QUOTED PASSAGE
--- BEGIN ---

Let’s face it- SCREAM did for phones what Jaws did for the ocean, and even if you’re not a fan of the series, you have to admit that every once in awhile, when the phone rings, there’s always that curiosity- the one that says, what’s your favorite scary movie?

Inside you can read Andrea Albin’s special feature: SCREAM… AND SCREAM AGAIN!


If you’re the only suspect in a senseless bloodbath, would you be standing in the horror section?” Randy- SCREAM

SCREAM slashed its way into theaters in December of 1996, only days before the Christmas holiday. While most were flocking to family friendly cinema, others were taking on a new wave of horror. After a gloomy kick off at the box office, word spread and by the end of its run, including a second release just a few months later, the movie had become one of the highest grossing horror flicks of all time. Not bad for a movie that faced more than its share of criticism and blunder. But it didn’t stop there, the cast returned for a highly anticipated sequel the following year and in 2000 director Wes Craven turned it into a full blown trilogy. It was like the horror engine that could.

But it’s not the statistics that horror fans cared about. It wasn’t about screenwriter Kevin Williamson’s highly noted bidding war over the original SCARY MOVIE script, or Craven’s battle with the MPAA- it was about changing horror. It was about putting a new face on a dying breed, and Williamson’s script pushed limits that hadn’t been pushed in years. Sure- the characters were cliché, doing the same things and making the same mistakes as thousands before- but that was the beauty of it. That was the direction it was meant to go. Add in some pretty gruesome deaths, a highly traumatized, cute female lead, and a couple of psychopaths and it was a hell of a way to kick off the franchise.

--- END ---

SUPPLIED DATA
--- BEGIN ---

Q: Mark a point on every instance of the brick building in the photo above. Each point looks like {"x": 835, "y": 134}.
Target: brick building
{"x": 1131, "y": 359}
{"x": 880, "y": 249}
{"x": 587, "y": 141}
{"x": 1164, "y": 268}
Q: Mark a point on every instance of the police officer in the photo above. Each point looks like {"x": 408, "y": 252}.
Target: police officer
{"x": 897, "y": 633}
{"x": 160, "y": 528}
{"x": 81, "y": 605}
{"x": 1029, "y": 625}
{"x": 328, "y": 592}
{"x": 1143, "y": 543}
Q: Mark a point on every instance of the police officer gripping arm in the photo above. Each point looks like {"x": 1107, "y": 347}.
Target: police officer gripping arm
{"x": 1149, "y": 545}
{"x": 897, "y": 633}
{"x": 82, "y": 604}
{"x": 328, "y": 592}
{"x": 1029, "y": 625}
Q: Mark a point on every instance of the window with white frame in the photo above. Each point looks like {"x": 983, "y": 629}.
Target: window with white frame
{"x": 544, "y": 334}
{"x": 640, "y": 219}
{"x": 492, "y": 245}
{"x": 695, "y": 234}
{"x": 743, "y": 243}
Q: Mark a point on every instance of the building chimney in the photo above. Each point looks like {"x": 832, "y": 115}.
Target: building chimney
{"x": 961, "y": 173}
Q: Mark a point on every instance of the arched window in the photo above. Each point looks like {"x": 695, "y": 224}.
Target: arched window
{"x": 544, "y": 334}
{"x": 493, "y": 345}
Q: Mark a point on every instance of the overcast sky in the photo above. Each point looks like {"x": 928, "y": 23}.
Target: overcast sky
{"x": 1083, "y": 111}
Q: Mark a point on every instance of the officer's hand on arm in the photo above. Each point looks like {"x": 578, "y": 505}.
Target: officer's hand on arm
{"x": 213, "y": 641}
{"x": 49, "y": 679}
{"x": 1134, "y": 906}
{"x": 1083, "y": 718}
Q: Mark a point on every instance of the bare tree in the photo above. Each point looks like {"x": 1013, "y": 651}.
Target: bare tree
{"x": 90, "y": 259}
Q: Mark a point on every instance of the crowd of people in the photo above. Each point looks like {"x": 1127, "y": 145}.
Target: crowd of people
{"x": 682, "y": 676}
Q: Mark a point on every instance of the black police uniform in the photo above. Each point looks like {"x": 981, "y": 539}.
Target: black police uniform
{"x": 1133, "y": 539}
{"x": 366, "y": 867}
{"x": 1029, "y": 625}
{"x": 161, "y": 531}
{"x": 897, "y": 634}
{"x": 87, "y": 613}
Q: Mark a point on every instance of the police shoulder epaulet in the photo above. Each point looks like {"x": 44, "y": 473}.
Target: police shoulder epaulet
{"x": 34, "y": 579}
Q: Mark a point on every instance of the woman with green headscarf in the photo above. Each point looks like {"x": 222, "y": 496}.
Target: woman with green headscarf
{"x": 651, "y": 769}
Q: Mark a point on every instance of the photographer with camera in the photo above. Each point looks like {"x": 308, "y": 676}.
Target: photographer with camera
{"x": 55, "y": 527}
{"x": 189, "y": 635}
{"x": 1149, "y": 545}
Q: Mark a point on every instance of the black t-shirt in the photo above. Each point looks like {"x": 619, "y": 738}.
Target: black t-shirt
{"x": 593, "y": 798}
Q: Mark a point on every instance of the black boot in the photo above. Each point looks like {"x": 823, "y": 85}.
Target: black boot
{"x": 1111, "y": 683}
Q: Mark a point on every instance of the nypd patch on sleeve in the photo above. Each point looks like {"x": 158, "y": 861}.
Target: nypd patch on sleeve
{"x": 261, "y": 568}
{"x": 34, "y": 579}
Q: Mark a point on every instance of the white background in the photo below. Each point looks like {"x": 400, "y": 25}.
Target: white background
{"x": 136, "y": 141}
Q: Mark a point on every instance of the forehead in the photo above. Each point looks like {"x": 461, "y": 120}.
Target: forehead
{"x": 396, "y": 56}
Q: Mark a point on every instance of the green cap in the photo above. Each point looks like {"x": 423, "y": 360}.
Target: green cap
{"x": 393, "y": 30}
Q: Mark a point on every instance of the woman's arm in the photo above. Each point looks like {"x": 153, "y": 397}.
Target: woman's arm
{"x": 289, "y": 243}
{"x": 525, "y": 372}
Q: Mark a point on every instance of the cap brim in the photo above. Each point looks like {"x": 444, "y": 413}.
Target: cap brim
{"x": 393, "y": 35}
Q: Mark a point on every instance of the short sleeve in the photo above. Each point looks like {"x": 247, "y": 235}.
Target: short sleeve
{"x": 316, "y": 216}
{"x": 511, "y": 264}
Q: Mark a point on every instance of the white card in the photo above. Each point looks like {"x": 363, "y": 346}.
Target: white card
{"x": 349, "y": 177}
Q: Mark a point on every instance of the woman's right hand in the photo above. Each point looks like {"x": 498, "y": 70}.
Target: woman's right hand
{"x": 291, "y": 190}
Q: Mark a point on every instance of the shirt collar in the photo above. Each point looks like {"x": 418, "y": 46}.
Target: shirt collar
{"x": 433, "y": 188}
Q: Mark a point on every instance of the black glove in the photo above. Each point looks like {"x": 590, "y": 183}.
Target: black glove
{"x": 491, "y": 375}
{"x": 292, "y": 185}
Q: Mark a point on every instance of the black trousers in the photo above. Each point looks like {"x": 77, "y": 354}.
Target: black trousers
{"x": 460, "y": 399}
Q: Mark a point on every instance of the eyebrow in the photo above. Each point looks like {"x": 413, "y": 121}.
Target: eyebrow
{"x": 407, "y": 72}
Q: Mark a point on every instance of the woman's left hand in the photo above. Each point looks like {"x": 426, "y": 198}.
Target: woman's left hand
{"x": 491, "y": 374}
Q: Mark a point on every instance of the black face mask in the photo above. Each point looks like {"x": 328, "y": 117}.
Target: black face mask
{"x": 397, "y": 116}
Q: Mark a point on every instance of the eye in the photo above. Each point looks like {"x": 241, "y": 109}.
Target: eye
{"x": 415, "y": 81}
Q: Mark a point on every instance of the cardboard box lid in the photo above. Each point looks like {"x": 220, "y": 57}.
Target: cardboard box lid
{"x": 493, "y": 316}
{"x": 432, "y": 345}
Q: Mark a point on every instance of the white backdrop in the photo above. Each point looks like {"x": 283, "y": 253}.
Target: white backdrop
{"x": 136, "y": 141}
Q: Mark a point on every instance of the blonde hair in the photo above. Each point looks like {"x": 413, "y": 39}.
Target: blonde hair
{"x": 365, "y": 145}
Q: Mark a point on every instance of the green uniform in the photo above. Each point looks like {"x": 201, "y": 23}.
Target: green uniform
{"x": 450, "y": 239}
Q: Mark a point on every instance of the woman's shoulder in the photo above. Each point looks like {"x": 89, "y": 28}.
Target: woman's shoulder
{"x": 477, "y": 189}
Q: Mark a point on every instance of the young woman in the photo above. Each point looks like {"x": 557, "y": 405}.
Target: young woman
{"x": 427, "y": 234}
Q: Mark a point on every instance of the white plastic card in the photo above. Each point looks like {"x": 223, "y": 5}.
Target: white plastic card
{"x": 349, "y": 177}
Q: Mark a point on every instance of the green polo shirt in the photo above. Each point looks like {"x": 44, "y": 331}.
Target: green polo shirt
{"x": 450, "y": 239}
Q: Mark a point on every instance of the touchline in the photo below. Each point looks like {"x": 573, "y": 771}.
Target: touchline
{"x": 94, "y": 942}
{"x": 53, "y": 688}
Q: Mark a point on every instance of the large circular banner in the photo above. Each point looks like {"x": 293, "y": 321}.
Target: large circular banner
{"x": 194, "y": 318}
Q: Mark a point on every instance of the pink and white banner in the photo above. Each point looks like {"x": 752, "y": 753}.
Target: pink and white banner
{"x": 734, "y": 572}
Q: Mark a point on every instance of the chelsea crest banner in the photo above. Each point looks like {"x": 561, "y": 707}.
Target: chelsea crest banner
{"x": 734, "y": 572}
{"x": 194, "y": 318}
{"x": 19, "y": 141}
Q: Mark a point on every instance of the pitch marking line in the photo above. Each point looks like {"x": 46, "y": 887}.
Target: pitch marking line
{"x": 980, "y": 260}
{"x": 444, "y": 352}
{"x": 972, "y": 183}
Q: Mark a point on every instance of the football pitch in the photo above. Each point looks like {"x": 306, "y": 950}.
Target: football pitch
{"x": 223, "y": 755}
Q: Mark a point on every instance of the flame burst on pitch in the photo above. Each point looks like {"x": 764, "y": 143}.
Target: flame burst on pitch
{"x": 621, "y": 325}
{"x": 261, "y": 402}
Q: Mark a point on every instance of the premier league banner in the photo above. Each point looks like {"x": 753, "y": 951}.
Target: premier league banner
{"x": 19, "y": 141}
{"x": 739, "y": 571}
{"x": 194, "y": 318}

--- END ---

TASKS AND EXERCISES
**a.** Copy the passage on SCREAM from the words "SCREAM slashed its" through "engine that could.", substituting "follow-up" for "sequel".
**b.** Answer these questions from the passage on SCREAM.
(i) In what month and year did SCREAM reach theaters?
(ii) Who wrote the screenplay?
(iii) Whose special feature does the passage say can be read inside?

ANSWERS FOR THIS EXERCISE
**a.**
SCREAM slashed its way into theaters in December of 1996, only days before the Christmas holiday. While most were flocking to family friendly cinema, others were taking on a new wave of horror. After a gloomy kick off at the box office, word spread and by the end of its run, including a second release just a few months later, the movie had become one of the highest grossing horror flicks of all time. Not bad for a movie that faced more than its share of criticism and blunder. But it didn’t stop there, the cast returned for a highly anticipated follow-up the following year and in 2000 director Wes Craven turned it into a full blown trilogy. It was like the horror engine that could.

**b.**
(i) December 1996
(ii) Kevin Williamson
(iii) Andrea Albin's